(Extrait présenté):
——

Mort de Théoneste Bagosora

Par Océane Guinchard
Publié le 3 mars 2022

Le “colonel de l’apocalypse”,  cerveau du génocide des Tutsis au Rwanda, est décédé le 25 septembre 2021. De nouveaux enjeux apparaissent, comme celui du lieu de sa sépulture.

“RIP papa”. C’est par ces mots succincts que, ce samedi 25 septembre 2021, Achille Bagosora annonce, sur sa page Facebook, le décès de son père, Théoneste Bagosora. C’est l’un des principaux responsables du génocide perpétré contre les Tutsis, en 1994, au Rwanda.                                                                   

« Cet homme a orchestré notre destruction en 1994 et il a tout perdu. Même les tueurs meurent ! Cela me fait bizarre », nous confiait, le 26 septembre, Jeanne, une rescapée du génocide des Tutsis. Pour le général Roméo Dallaire, commandant des casques bleus au Rwanda, en 1994, Bagosora était « soit la personne la plus insensible d’Afrique, soit la réincarnation de Machiavel en train d’exécuter un plan retors ».

Surnommé « le colonel de l’apocalypse », ce dernier purgeait une peine de 35 ans de prison pour crime de génocide. Si, en 2011, la chambre d’appel du Tribunal pénal international (TPI) n’avait pas conclu qu’il avait lui-même ordonné les crimes dont il était accusé, cette dernière a tout de même conclu « qu’il savait qu’ils allaient être commis et n’avait rien fait pour les prévenir ». Théoneste Bagosora était enfermé dans la prison de Koulikoro, à 57 km de Bamako, capitale du Mali où des génocidaires, condamnés par TPI, purgent leur peine à l’abri des regards. Il est décédé des suites de problèmes cardiaques, à l’âge de 80 ans, éloigné de sa famille et de ses enfants, dont son fils qui vit en France.

——

(Liste):
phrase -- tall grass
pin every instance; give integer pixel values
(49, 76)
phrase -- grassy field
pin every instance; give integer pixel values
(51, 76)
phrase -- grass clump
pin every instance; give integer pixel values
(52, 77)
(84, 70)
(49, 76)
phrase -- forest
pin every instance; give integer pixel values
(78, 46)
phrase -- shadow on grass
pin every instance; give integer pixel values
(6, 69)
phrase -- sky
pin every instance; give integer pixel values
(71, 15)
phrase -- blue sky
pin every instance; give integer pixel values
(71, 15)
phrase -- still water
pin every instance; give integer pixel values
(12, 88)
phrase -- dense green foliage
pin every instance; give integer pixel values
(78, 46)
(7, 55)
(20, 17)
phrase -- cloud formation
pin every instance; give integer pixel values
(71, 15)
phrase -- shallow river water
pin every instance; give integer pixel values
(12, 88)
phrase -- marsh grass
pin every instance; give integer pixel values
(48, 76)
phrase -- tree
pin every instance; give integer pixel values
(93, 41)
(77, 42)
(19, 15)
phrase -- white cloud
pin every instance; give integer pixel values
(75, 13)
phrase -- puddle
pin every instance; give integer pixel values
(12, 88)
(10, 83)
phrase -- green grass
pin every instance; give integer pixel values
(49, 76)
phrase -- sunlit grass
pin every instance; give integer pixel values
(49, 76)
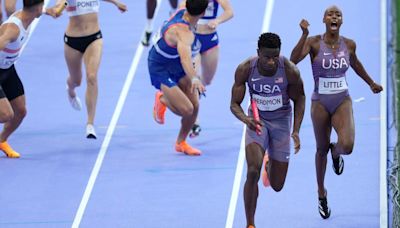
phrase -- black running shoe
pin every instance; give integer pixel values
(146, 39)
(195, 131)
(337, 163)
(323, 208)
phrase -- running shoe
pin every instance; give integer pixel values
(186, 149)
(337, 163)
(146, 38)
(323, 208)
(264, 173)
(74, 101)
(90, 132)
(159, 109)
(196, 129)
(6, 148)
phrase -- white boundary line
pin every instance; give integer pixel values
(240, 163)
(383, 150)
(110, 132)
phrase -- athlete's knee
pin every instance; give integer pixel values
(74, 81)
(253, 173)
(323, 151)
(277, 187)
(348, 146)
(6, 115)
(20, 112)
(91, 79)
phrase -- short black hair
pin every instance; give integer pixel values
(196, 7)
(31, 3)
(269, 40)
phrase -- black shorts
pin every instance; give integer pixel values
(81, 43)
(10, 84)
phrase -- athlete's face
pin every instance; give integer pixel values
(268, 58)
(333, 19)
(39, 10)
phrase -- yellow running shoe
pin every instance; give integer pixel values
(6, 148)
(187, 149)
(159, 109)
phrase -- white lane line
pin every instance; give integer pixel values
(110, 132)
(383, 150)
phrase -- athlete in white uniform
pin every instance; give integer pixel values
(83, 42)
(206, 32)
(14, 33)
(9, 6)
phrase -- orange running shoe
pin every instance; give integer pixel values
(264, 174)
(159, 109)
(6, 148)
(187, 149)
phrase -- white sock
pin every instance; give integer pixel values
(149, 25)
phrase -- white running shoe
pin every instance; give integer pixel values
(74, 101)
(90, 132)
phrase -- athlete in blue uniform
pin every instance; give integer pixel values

——

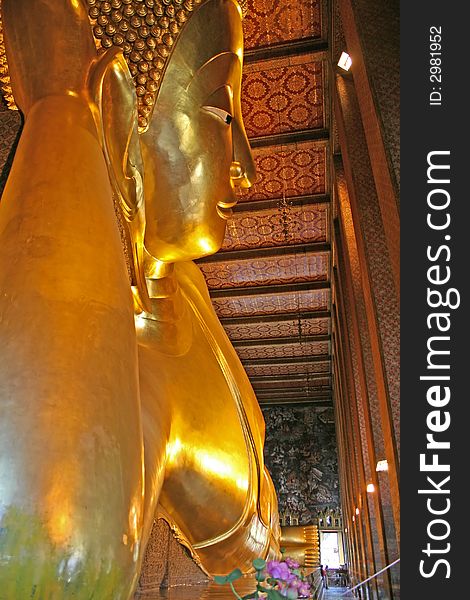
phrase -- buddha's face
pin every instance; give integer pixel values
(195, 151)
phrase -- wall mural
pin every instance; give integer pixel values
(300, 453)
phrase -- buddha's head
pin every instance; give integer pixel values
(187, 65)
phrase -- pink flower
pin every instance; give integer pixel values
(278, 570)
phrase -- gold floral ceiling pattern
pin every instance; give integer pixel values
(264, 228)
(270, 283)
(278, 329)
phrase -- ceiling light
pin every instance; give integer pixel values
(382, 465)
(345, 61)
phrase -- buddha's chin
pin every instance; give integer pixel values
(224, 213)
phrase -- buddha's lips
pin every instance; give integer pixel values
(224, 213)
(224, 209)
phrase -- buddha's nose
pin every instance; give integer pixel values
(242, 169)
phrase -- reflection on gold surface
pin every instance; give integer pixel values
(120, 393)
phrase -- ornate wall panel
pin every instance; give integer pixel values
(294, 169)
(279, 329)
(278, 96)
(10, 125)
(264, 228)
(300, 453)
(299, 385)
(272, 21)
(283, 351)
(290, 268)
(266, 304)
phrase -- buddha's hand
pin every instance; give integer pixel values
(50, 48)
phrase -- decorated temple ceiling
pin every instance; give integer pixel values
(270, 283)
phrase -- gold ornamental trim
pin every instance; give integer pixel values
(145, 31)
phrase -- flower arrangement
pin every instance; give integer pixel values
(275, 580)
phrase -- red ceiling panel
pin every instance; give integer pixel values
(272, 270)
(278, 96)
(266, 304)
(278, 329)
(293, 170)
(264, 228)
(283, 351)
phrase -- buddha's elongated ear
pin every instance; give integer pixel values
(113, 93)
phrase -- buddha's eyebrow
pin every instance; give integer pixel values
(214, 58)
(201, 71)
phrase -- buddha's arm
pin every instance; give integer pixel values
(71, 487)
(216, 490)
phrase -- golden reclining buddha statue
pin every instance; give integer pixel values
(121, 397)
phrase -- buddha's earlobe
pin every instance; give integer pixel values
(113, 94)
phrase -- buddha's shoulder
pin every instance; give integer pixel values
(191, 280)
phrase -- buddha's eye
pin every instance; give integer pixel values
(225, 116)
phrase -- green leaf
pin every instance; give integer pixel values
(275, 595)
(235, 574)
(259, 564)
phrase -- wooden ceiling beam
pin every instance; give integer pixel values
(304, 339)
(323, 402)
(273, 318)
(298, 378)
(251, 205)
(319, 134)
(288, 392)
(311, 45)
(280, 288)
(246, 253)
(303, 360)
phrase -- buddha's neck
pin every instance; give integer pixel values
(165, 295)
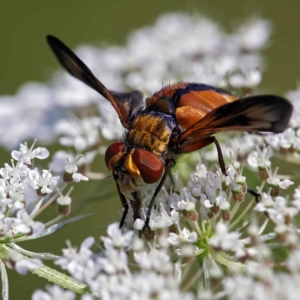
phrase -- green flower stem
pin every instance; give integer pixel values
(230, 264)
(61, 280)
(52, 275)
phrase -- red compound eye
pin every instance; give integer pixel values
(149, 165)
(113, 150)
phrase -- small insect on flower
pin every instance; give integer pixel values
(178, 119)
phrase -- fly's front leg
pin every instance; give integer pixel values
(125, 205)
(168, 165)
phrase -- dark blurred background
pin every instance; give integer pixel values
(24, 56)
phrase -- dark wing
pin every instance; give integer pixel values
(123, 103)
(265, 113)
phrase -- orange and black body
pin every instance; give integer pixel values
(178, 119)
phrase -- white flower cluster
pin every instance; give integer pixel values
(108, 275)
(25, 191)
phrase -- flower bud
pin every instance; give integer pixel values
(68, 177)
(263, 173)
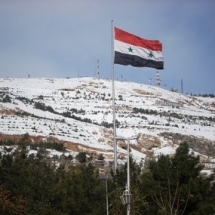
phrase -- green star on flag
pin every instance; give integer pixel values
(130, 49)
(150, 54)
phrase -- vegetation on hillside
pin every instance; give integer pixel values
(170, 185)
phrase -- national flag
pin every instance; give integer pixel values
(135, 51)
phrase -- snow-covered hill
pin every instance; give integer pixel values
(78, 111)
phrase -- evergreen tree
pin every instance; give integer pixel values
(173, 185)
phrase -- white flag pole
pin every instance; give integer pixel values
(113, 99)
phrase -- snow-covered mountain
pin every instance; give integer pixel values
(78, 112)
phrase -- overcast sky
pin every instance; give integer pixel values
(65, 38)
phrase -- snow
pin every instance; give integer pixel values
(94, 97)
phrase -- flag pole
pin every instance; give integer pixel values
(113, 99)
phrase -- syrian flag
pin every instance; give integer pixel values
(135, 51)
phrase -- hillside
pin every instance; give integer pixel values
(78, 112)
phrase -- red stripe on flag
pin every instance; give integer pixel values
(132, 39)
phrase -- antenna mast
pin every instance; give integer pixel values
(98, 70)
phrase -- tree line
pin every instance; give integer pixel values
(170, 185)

——

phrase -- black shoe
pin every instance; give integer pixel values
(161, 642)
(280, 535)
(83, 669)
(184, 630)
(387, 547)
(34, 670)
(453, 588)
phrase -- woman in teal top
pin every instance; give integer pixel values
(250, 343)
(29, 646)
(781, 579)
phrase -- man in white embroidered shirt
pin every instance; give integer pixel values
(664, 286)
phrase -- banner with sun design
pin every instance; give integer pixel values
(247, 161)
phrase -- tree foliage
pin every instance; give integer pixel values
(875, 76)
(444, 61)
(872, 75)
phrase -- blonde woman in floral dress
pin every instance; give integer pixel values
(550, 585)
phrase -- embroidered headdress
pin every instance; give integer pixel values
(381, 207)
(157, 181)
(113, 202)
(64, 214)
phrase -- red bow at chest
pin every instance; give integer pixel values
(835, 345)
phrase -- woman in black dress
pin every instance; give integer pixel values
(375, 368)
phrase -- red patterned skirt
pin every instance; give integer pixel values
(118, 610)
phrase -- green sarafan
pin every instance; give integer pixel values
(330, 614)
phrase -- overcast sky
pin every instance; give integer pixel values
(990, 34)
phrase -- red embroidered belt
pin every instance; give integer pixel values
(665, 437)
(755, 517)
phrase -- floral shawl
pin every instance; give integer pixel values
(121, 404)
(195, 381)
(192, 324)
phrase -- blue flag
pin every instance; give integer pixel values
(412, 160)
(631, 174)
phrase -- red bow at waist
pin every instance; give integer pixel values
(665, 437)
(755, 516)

——

Reproduisez à l'identique l'article sur la mort de Théoneste Bagosora, s'il vous plaît. La liste n'intervient en rien dans ce travail.

(Réponse proposée):
Mort de Théoneste Bagosora

Par Océane Guinchard
Publié le 3 mars 2022

Le “colonel de l’apocalypse”,  cerveau du génocide des Tutsis au Rwanda, est décédé le 25 septembre 2021. De nouveaux enjeux apparaissent, comme celui du lieu de sa sépulture.

“RIP papa”. C’est par ces mots succincts que, ce samedi 25 septembre 2021, Achille Bagosora annonce, sur sa page Facebook, le décès de son père, Théoneste Bagosora. C’est l’un des principaux responsables du génocide perpétré contre les Tutsis, en 1994, au Rwanda.                                                                   

« Cet homme a orchestré notre destruction en 1994 et il a tout perdu. Même les tueurs meurent ! Cela me fait bizarre », nous confiait, le 26 septembre, Jeanne, une rescapée du génocide des Tutsis. Pour le général Roméo Dallaire, commandant des casques bleus au Rwanda, en 1994, Bagosora était « soit la personne la plus insensible d’Afrique, soit la réincarnation de Machiavel en train d’exécuter un plan retors ».

Surnommé « le colonel de l’apocalypse », ce dernier purgeait une peine de 35 ans de prison pour crime de génocide. Si, en 2011, la chambre d’appel du Tribunal pénal international (TPI) n’avait pas conclu qu’il avait lui-même ordonné les crimes dont il était accusé, cette dernière a tout de même conclu « qu’il savait qu’ils allaient être commis et n’avait rien fait pour les prévenir ». Théoneste Bagosora était enfermé dans la prison de Koulikoro, à 57 km de Bamako, capitale du Mali où des génocidaires, condamnés par TPI, purgent leur peine à l’abri des regards. Il est décédé des suites de problèmes cardiaques, à l’âge de 80 ans, éloigné de sa famille et de ses enfants, dont son fils qui vit en France.